Problem statement
Reproduce the article on Paul Auster's *Man in the Dark* below word for word, from its title through its last sentence.

Paul Auster’s Man in the Dark: A Journey Through Memory and Imagination
Paul Auster’s *Man in the Dark*: A Journey Through Memory and Imagination
August Brill, a 72-year-old retired and widowed man, is recovering from a car accident that shattered his leg. This is the story that begins Paul Auster’s *Man in the Dark*. Brill’s hospital stay lasted a year. Upon his release, he moved to his daughter’s house in Vermont, where he is also accompanied by his granddaughter. Both women are without their male partners: their men have either left or died. Therefore, both have had to learn to live with this enforced solitude. After his hospital stay, the old man is sedentary, practically invalid in a wheelchair. He spends long hours in bed, sleepless, soothing himself by telling stories.
He invents the lives of others, attributing facts, planning routes, and putting them in trouble. These are tricks that allow him to kill time so that time does not kill him. But those stories are also instructive entertainment: by being in the shoes of others in circumstances he has not lived, he learns from the reactions of others. He finds out what a man like him would do in this situation.
The Power of Storytelling
“The night is still young, and without moving from the bed, staring into the darkness, a darkness so impenetrable that I cannot see the ceiling, I began to remember the story I started last night,” he says. He can act like a God who takes and makes, speeding up or delaying times, shortening or prolonging them. He works as a novelist, certainly, and he is. In fact, this old man knows the tricks of the creators: for many years, he has been a literary critic.
So, he wants to embarrass someone. What is the way to embarrass someone? There are numerous possibilities for spoiling a human life: one of the most effective, from a narrative point of view, is to make you sick from partial amnesia.

Provided information

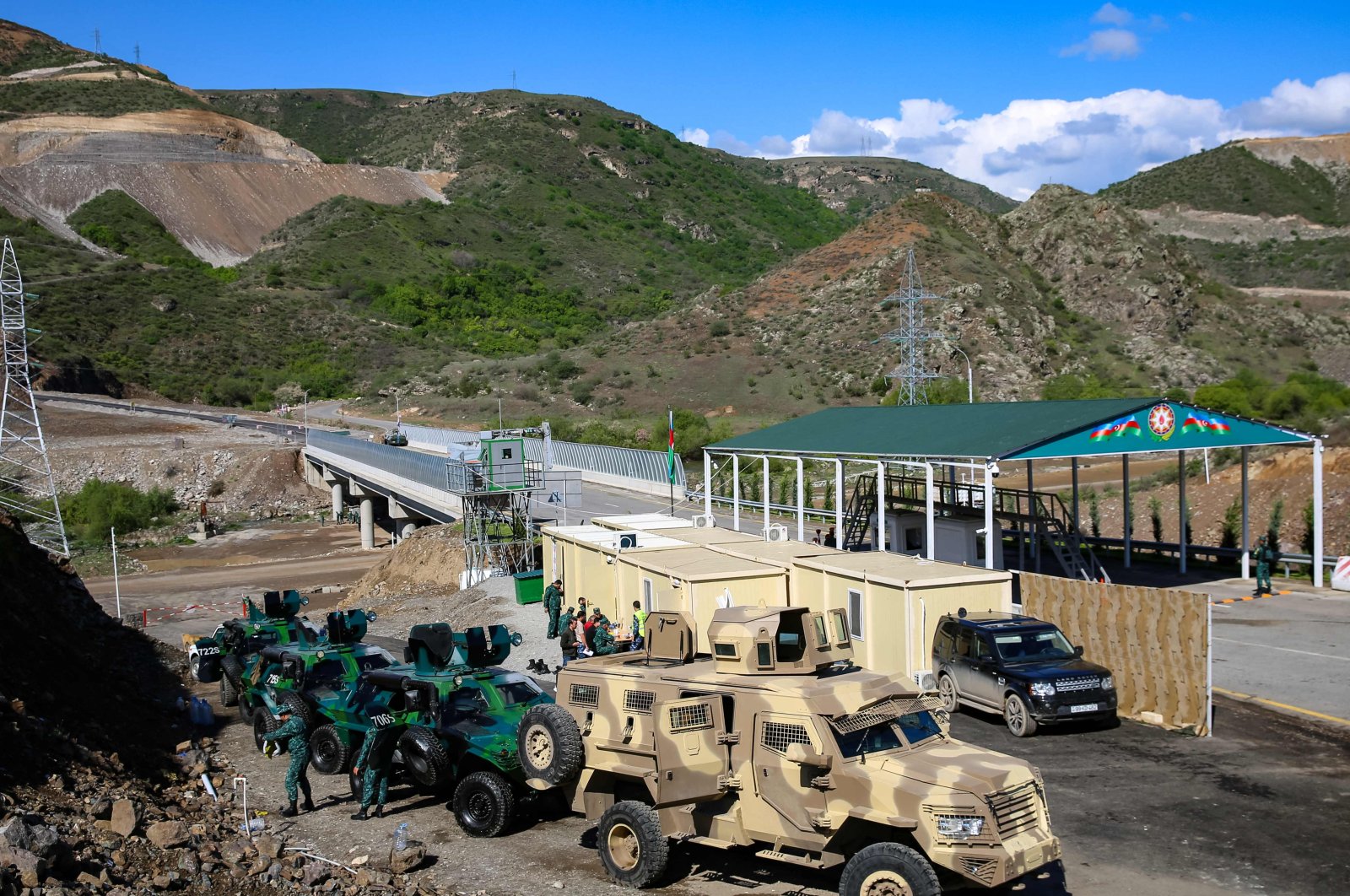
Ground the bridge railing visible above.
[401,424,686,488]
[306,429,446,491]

--

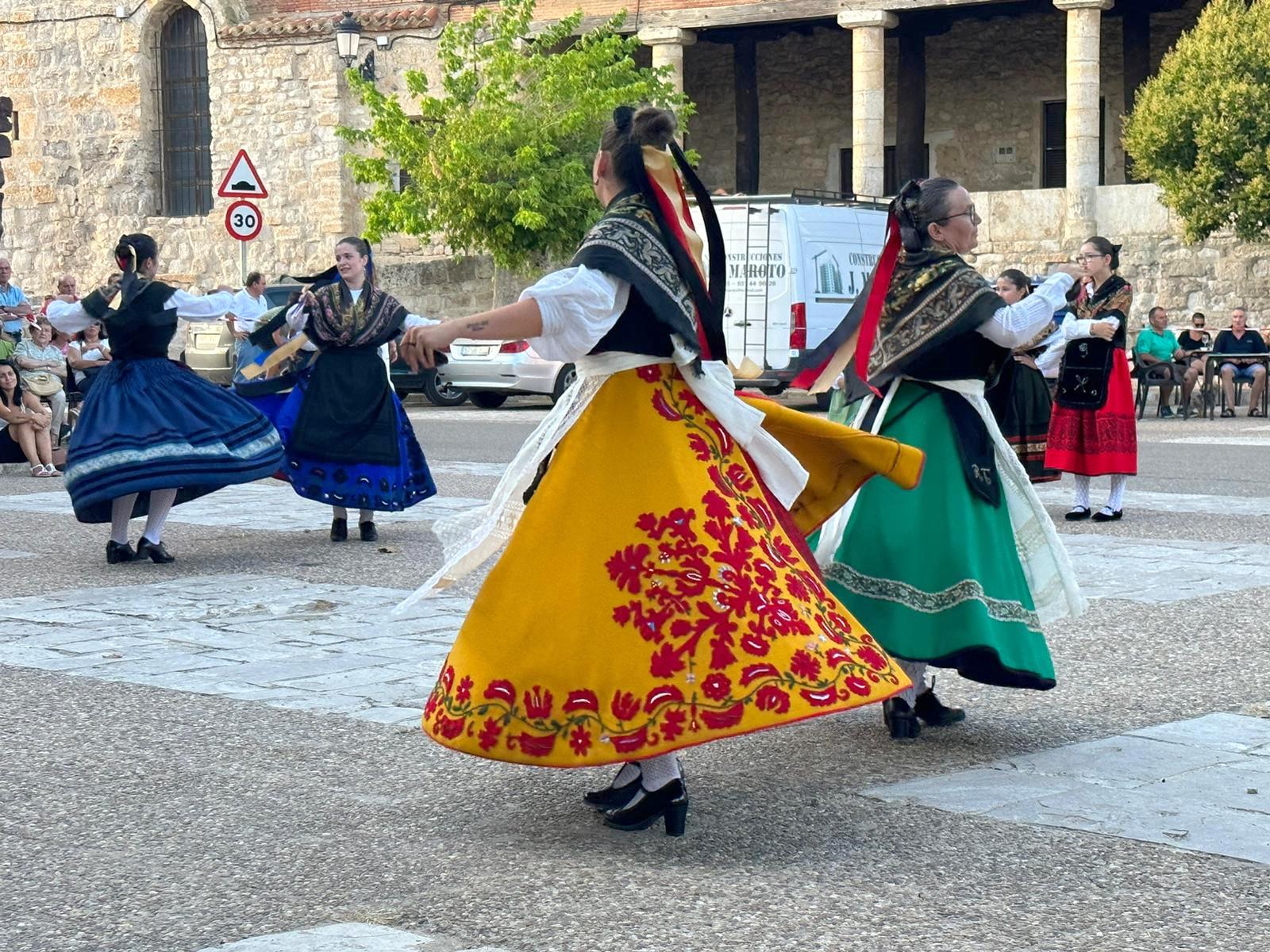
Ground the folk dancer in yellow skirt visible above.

* * *

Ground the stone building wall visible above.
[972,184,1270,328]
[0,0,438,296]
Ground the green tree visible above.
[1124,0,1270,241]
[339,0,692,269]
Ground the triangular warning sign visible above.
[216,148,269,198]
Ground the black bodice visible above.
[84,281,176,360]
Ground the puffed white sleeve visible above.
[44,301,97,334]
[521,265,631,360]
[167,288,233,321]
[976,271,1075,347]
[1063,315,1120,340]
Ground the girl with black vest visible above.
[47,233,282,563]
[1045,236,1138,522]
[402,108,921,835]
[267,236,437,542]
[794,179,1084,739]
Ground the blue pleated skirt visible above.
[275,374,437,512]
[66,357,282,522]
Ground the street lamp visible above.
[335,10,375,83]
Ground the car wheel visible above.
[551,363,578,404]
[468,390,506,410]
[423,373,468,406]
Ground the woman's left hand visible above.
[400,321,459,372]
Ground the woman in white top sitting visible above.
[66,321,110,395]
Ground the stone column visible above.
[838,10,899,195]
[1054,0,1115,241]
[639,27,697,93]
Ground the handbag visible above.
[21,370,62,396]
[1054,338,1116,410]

Result of this exercise
Paul Auster’s Man in the Dark: A Journey Through Memory and Imagination
Paul Auster’s *Man in the Dark*: A Journey Through Memory and Imagination
August Brill, a 72-year-old retired and widowed man, is recovering from a car accident that shattered his leg. This is the story that begins Paul Auster’s *Man in the Dark*. Brill’s hospital stay lasted a year. Upon his release, he moved to his daughter’s house in Vermont, where he is also accompanied by his granddaughter. Both women are without their male partners: their men have either left or died. Therefore, both have had to learn to live with this enforced solitude. After his hospital stay, the old man is sedentary, practically invalid in a wheelchair. He spends long hours in bed, sleepless, soothing himself by telling stories.
He invents the lives of others, attributing facts, planning routes, and putting them in trouble. These are tricks that allow him to kill time so that time does not kill him. But those stories are also instructive entertainment: by being in the shoes of others in circumstances he has not lived, he learns from the reactions of others. He finds out what a man like him would do in this situation.
The Power of Storytelling
“The night is still young, and without moving from the bed, staring into the darkness, a darkness so impenetrable that I cannot see the ceiling, I began to remember the story I started last night,” he says. He can act like a God who takes and makes, speeding up or delaying times, shortening or prolonging them. He works as a novelist, certainly, and he is. In fact, this old man knows the tricks of the creators: for many years, he has been a literary critic.
So, he wants to embarrass someone. What is the way to embarrass someone? There are numerous possibilities for spoiling a human life: one of the most effective, from a narrative point of view, is to make you sick from partial amnesia.